Transcribe all of the following data word for word, omitting the pictures.

________

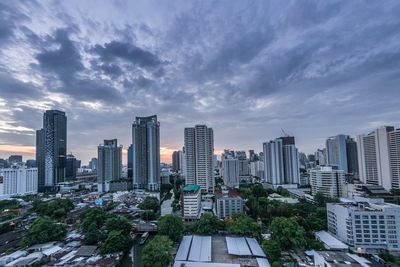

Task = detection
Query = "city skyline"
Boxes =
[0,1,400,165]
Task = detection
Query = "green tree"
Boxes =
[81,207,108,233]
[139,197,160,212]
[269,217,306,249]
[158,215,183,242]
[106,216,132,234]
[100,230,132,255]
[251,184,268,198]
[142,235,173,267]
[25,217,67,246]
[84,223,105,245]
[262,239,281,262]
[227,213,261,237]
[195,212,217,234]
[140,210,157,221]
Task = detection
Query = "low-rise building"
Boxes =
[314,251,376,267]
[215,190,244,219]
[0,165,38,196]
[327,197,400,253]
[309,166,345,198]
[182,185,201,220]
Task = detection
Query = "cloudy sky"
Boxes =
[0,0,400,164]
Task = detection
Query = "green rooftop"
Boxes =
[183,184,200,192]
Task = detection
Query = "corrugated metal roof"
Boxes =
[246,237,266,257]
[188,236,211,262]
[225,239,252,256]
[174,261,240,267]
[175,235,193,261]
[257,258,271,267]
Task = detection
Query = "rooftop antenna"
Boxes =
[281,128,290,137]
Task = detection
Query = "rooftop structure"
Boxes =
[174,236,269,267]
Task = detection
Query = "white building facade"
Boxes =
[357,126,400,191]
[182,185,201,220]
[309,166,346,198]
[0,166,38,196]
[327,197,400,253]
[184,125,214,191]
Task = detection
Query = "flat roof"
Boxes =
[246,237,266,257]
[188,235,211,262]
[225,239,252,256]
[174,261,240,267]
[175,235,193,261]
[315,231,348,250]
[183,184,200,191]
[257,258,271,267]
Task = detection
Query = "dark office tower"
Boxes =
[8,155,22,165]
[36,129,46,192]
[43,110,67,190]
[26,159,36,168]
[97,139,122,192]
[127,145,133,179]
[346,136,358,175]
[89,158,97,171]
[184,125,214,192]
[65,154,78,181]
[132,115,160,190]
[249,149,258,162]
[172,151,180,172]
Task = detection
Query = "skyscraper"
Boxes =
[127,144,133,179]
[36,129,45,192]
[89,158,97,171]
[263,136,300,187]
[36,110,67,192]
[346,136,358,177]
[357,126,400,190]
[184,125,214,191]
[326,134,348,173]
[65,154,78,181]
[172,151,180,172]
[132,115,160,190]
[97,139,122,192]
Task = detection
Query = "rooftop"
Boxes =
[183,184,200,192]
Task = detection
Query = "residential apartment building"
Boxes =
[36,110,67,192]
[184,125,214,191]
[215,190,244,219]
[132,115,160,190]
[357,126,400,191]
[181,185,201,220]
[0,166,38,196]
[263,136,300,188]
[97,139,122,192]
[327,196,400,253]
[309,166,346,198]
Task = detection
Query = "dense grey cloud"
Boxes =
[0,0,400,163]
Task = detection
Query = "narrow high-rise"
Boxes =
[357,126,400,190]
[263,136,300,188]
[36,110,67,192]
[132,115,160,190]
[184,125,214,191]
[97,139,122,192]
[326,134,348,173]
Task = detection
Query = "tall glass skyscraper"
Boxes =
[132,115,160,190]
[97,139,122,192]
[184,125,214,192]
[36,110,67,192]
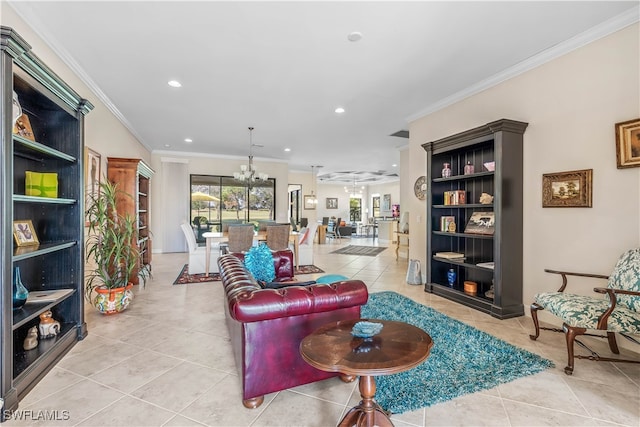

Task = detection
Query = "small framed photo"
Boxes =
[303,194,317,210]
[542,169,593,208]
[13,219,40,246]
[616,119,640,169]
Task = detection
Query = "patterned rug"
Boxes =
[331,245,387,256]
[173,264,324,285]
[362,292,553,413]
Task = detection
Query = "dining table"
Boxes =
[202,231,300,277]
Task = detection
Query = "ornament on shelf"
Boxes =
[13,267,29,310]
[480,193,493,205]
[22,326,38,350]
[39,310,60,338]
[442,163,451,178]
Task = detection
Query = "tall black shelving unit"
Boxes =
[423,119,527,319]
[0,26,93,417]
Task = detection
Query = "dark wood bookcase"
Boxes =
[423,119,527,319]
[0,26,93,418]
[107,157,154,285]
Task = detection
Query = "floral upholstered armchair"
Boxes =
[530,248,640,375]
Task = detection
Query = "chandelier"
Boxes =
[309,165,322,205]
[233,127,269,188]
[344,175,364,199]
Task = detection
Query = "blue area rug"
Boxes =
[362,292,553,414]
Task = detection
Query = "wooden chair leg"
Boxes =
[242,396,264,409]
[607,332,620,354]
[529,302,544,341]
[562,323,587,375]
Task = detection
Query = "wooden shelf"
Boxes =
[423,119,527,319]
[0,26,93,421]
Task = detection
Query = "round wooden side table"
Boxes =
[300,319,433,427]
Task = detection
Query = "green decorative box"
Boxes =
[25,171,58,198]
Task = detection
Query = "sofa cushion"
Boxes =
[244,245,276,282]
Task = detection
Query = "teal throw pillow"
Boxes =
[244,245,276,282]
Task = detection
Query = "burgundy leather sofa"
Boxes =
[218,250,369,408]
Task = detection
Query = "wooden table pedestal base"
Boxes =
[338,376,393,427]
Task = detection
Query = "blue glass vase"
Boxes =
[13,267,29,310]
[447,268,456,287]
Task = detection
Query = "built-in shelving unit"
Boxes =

________

> [Reply to the exercise]
Task = detection
Query = "city skyline"
Boxes =
[0,1,400,165]
Task = detection
Query = "green tree"
Boxes =
[81,207,108,233]
[139,197,160,212]
[269,217,306,249]
[158,215,183,242]
[106,216,132,234]
[100,230,132,255]
[251,184,268,198]
[142,235,173,267]
[25,217,67,246]
[84,223,105,245]
[262,239,281,262]
[227,213,261,237]
[195,212,217,234]
[140,210,157,221]
Task = detection
Query = "low-rise building"
Boxes =
[314,251,376,267]
[215,190,244,219]
[0,165,38,196]
[327,197,400,253]
[309,166,345,198]
[182,185,201,220]
Task = detection
Query = "cloudy sky"
Boxes =
[0,0,400,164]
Task = detection
Query = "green rooftop"
Boxes =
[183,184,200,192]
Task = detection
Query = "corrugated metal roof"
Boxes =
[246,237,266,257]
[188,236,211,262]
[225,239,252,256]
[174,261,240,267]
[175,235,193,261]
[257,258,271,267]
Task = detection
Query = "rooftop antenna"
Boxes =
[281,128,290,137]
Task = detection
Query = "rooftop structure"
Boxes =
[174,236,269,267]
Task = detection
Query = "white building facade"
Boxes =
[357,126,400,191]
[182,185,201,220]
[309,166,346,198]
[0,166,38,196]
[327,197,400,253]
[184,125,214,191]
Task = detection
Query = "flat roof"
Boxes =
[246,237,266,257]
[188,235,211,262]
[225,239,252,256]
[174,261,240,267]
[175,235,193,261]
[315,231,348,250]
[183,184,200,191]
[257,258,271,267]
Task = detection
Query = "dark office tower"
Boxes =
[8,155,22,165]
[36,129,46,192]
[43,110,67,190]
[26,159,36,168]
[97,139,122,192]
[127,145,133,179]
[346,136,358,175]
[89,158,97,171]
[184,125,214,192]
[65,154,78,181]
[132,115,160,190]
[249,149,258,162]
[172,151,180,172]
Task = detection
Query = "skyscraper"
Boxes =
[127,144,133,179]
[36,129,45,192]
[89,158,97,171]
[263,136,300,187]
[36,110,67,192]
[346,136,358,177]
[357,126,400,190]
[184,125,214,191]
[326,134,348,173]
[65,154,78,181]
[172,151,180,172]
[132,115,160,190]
[97,139,122,192]
Task = detection
Query = "rooftop"
Boxes =
[183,184,200,192]
Task = detection
Query = "residential apartment building"
Boxes =
[36,110,67,192]
[184,125,214,191]
[215,190,244,219]
[132,115,160,190]
[357,126,400,191]
[181,185,201,220]
[0,166,38,196]
[263,136,300,188]
[97,139,122,192]
[327,196,400,253]
[309,166,346,198]
Task = detection
Query = "dense grey cloud"
Boxes =
[0,0,400,163]
Task = detection
Query = "narrow high-rise"
Boxes =
[357,126,400,190]
[263,136,300,188]
[36,110,67,192]
[132,115,160,190]
[184,125,214,191]
[97,139,122,192]
[326,134,348,173]
Task = detection
Query = "tall glass skyscraper"
Boxes =
[132,115,160,190]
[97,139,122,192]
[184,125,214,192]
[36,110,67,192]

Task = detection
Query = "small framed photo"
Boxes =
[303,194,317,210]
[542,169,593,208]
[13,219,40,246]
[616,119,640,169]
Task = detection
Query = "patterned rug"
Boxes =
[331,245,387,256]
[173,264,324,285]
[362,292,553,413]
Task = detection
Query = "dining table"
Boxes =
[202,231,300,277]
Task = detection
Query = "ornament on shelf"
Boxes =
[13,267,29,310]
[480,193,493,205]
[22,326,38,350]
[39,310,60,338]
[442,163,451,178]
Task = detection
Query = "tall black shelving unit"
Boxes =
[423,119,527,319]
[0,26,93,417]
Task = detection
Query = "dark wood bookcase"
Boxes =
[423,119,527,319]
[0,26,93,418]
[107,157,154,285]
Task = detection
Query = "floral upholstered armchair"
Boxes =
[530,248,640,375]
Task = detection
Query = "chandelier"
Boxes =
[309,165,322,205]
[233,127,269,188]
[344,175,364,199]
Task = detection
Query = "blue area rug"
Boxes =
[362,292,553,414]
Task = detection
Query = "wooden chair leg"
Boxes =
[242,396,264,409]
[607,332,620,354]
[529,302,544,341]
[562,323,587,375]
Task = detection
Query = "wooden shelf"
Boxes =
[423,119,527,319]
[0,26,93,421]
Task = detection
Query = "round wooden side table"
Boxes =
[300,319,433,427]
Task = detection
Query = "green decorative box"
Boxes =
[25,171,58,198]
Task = detection
Query = "sofa cushion"
Boxes =
[244,245,276,282]
Task = detection
Query = "teal throw pillow"
Boxes =
[244,245,276,282]
Task = detection
Query = "burgundy leather sofa"
Boxes =
[218,250,369,408]
Task = detection
Query = "wooden table pedestal base"
Boxes =
[338,376,393,427]
Task = detection
Query = "blue glass vase"
Boxes =
[13,267,29,310]
[447,268,456,287]
Task = detection
Query = "built-in shelving unit"
Boxes =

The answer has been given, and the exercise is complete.